- PROVIDED RECORDS -
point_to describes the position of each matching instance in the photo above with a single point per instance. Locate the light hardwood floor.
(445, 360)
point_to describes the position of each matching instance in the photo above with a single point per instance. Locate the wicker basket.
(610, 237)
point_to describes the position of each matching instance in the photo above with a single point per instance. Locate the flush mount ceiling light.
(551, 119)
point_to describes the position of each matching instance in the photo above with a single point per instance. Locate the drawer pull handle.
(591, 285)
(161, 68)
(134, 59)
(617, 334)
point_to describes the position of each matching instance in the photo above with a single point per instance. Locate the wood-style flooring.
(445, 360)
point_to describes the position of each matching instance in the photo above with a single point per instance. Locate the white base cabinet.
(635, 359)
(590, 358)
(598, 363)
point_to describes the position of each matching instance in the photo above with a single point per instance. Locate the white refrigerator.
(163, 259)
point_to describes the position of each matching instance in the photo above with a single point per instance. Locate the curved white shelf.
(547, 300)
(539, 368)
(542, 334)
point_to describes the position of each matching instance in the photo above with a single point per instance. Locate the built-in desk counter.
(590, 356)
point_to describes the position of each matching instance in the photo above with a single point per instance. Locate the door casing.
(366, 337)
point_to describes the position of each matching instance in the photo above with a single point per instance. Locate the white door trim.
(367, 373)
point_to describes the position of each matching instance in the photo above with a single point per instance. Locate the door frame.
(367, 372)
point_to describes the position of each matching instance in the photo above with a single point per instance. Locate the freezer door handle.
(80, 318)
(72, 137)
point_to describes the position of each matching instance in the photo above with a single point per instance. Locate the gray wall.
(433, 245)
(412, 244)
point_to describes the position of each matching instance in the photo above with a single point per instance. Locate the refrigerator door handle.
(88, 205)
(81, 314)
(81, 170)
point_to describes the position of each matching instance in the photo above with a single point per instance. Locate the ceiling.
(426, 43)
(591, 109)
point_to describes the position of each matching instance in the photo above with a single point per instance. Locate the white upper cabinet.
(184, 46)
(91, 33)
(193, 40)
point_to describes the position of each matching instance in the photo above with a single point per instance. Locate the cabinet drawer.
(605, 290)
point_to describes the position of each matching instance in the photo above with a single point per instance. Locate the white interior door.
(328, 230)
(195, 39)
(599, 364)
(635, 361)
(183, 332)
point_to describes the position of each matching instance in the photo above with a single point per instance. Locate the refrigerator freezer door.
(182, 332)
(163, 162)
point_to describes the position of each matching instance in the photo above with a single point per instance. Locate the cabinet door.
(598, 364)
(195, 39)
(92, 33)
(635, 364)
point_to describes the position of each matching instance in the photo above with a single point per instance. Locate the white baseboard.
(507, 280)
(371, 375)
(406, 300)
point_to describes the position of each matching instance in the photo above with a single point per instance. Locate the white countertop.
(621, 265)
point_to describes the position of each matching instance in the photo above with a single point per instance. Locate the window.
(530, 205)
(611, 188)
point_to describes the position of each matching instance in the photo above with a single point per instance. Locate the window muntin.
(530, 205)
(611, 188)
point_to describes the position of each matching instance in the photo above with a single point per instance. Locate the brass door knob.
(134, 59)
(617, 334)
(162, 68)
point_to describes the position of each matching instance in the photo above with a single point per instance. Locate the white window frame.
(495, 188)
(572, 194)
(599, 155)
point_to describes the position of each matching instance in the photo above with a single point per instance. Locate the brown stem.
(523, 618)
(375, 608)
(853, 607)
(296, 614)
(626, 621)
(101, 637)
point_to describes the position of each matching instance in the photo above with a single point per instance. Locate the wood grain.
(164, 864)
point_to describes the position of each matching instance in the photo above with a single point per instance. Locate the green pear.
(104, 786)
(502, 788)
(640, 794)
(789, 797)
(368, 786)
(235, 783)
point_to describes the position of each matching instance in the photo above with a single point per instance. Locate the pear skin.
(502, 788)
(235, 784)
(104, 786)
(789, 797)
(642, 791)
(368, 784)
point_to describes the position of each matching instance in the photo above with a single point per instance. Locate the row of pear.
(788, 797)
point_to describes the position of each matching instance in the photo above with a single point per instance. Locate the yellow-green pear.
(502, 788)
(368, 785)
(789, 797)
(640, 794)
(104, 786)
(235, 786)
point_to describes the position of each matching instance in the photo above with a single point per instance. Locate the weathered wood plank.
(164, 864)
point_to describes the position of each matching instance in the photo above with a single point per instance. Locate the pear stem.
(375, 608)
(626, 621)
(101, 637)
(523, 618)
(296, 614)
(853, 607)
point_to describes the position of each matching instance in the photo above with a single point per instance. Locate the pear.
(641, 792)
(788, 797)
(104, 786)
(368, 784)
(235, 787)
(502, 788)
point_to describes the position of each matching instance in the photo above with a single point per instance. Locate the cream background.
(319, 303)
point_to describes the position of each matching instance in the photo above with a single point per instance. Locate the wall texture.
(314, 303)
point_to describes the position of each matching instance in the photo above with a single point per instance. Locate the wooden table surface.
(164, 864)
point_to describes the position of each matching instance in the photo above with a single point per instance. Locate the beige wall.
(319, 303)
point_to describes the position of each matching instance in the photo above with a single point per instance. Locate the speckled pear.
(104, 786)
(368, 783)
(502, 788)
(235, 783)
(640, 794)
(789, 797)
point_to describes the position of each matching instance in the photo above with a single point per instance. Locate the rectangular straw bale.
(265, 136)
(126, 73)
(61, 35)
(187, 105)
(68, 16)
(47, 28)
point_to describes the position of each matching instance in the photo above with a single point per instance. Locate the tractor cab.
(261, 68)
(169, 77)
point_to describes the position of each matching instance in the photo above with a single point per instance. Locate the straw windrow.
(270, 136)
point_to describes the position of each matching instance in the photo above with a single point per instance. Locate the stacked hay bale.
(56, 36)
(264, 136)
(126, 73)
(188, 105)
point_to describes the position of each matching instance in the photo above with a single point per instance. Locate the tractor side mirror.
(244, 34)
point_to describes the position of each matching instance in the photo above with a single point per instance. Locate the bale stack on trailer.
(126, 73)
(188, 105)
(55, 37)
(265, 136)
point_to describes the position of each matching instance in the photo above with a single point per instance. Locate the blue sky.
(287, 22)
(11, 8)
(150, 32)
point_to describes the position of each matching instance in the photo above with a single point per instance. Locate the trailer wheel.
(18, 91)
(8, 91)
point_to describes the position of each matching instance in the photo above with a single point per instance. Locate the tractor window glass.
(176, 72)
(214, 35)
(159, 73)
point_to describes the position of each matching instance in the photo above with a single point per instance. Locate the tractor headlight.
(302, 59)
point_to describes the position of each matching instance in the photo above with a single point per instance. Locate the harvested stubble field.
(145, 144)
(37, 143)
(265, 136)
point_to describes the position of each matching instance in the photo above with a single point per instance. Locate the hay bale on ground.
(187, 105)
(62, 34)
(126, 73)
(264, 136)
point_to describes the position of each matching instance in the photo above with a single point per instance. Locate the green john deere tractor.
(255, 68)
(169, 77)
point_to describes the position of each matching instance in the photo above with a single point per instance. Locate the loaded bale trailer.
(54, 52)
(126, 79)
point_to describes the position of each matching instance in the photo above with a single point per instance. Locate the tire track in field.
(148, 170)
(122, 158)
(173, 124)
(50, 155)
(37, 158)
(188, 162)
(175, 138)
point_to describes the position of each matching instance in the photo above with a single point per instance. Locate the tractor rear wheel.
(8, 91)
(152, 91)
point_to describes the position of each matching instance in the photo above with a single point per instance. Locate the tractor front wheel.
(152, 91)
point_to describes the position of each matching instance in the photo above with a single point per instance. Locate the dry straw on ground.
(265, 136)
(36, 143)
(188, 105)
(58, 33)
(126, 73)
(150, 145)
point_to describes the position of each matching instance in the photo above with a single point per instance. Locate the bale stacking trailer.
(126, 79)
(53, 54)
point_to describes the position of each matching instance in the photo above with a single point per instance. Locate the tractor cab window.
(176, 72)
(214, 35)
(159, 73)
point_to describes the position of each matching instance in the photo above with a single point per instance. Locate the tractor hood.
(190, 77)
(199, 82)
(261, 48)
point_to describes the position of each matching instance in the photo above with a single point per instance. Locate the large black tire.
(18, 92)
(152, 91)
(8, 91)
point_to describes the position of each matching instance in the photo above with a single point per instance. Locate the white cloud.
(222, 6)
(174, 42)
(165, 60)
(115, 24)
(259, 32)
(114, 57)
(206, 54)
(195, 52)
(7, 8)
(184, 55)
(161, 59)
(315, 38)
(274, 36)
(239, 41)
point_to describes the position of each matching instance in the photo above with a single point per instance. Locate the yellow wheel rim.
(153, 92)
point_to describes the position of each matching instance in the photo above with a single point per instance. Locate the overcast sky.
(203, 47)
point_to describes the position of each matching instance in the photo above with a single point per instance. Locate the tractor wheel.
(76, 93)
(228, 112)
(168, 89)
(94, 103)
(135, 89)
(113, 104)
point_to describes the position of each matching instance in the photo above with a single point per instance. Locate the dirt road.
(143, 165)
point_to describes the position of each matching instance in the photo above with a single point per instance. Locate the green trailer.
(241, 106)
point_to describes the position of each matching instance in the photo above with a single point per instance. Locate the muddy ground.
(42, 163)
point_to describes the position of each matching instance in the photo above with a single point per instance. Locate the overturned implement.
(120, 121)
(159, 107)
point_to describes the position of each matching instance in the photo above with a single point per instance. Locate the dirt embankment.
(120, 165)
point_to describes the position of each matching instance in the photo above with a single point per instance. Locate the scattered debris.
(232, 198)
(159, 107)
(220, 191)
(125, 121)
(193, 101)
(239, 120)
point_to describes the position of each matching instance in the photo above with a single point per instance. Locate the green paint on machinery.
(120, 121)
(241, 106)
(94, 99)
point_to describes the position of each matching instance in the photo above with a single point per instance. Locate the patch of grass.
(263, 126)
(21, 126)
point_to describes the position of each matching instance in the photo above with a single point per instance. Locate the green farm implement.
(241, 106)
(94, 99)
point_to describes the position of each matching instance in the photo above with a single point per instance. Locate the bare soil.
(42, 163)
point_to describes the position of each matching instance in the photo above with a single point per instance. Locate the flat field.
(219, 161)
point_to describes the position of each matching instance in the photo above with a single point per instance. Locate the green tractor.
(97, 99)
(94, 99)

- AIM OF THE TASK -
Repeat exactly the lines from the one containing "the scattered debris." through the last line of the records above, both included, and nothing else.

- OUTPUT OF THE TASK -
point_to describes the position of each matching instance in the photo above with a single point per instance. Locate the scattered debris.
(232, 198)
(159, 107)
(220, 191)
(125, 121)
(193, 101)
(239, 120)
point_to describes the position of each matching instance in the photo above with a single point per instance. Locate the green paint on machinery.
(120, 121)
(241, 106)
(94, 99)
point_to describes the position of each matching instance in the photo above with a single point per instance. Locate the patch of grass.
(263, 126)
(21, 126)
point_to describes the position of each matching instance in the photo above with a single point per instance. Locate the green farm implement.
(241, 106)
(94, 99)
point_to describes the position of each matching instance in the photo above with a single point per instance. Locate the bare soil.
(42, 163)
point_to describes the position of each matching instance in the photo above with a single point per instance. Locate the flat field.
(219, 161)
point_to describes the position of each matching instance in the photo above with a single point per instance. Locate the green tractor.
(97, 99)
(94, 99)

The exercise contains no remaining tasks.